-------- Passage shown

The vast majority of active cooling systems include a heat sink or heat spreader in direct contact with the heat source. Excess heat is transported away from the electronic component by (1) conduction towards the cold edges of the solid piece or to a second piece (heat sink, pipe or cold plate) and then, by (2) forced convection in air or liquid. It is clear that the material, together with the structural and architectural design of heat sink, is crucial to increase efficiency levels of active cooling systems. Great efforts have been made to improve the performance of current heat sinks, such as the modification of the architectural designs [8,9,10,11], development of composite materials with enhanced thermal properties (metal-SiC, metal-graphene/diamond) [3,12,13,14], and study and control of the structure to enhance their thermal conductivity (e.g., porosity) [14]. Therefore, to improve the efficiency of active cooling systems, there must be an optimization of solid materials acting as heat sinks/spreaders/pipes and active components, such as fluids and those related to mechanical forces (fan, pump, etc.).

----------------
-------- Provided records

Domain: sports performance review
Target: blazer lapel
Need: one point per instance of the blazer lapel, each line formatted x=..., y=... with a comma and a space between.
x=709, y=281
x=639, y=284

----------------

## Set exercise
Can you carry the passage on heat sinks in active cooling systems forward from its last sentence? The records have no connection to the passage on heat sinks in active cooling systems.

## Answer to the exercise
Among these active methods, the air-based (heat-sink-and-fan) can be found in many electronic devices from the cheapest laptop to the most expensive laboratory equipment. However, this is an old technology and not always efficient. Furthermore, it is not cost-effective for the dissipation of large amounts of heat. Murshed and Nieto de Castro [5] demonstrated that forced convection of air has very low heat removal rates compared with forced convection of liquids and that natural convection has the lowest heat removal rate among all cooling modes.
In this context, liquid-cooling technology has proven to be an efficient and low-cost method to cool high-power components [5,15,16], despite the potential risk of having liquid close to an electronic device. This becomes evident in the designs of high-density boards, where air cooling can become so challenging that the only viable option is the use of liquid cold plate technologies. [17] In any case, it is important to remark that the implementation of an effective cooling strategy in both high-power and low-power components may require the use of a combination of liquid- and air-cooling technologies, as well as a proper design of the passive components (heat sinks and heat spreaders).
Within liquid-based active cooling, the most common is the use of heat transfer fluids (or coolants) confined in basins. The coolant flows from tower pumps through pipes along the hot side of the device, thereby reducing the temperature.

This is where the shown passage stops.